[Datos de anotación por puntos]
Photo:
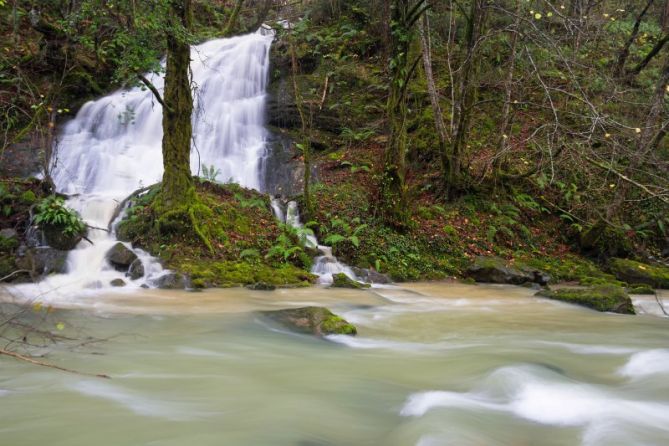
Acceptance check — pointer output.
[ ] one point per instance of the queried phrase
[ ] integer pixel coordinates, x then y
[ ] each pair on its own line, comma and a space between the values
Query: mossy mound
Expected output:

==

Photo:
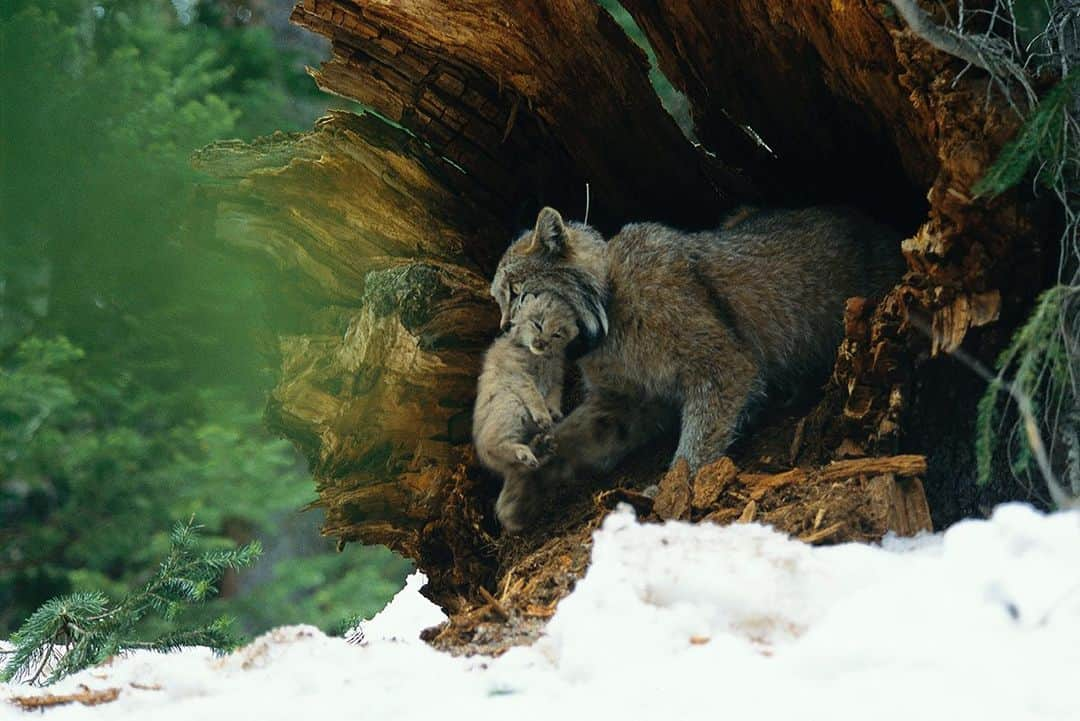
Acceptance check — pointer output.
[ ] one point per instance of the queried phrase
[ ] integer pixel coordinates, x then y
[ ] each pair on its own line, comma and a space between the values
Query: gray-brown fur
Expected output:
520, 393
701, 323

==

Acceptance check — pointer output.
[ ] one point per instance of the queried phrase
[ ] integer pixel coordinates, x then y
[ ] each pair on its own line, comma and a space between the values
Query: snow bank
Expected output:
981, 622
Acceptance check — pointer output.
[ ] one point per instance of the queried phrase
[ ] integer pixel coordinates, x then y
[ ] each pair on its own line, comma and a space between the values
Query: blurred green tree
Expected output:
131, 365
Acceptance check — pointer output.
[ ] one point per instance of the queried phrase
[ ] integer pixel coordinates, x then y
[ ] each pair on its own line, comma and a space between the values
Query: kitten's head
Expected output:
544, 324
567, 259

▶ **Tarea a realizar**: Localice en el material anterior cada línea que contenga la palabra "Query" y cópiela.

▶ **Respuesta escrita**:
Query: mossy mound
Query: gray-brown fur
Query: snow bank
Query: blurred green tree
Query: kitten's head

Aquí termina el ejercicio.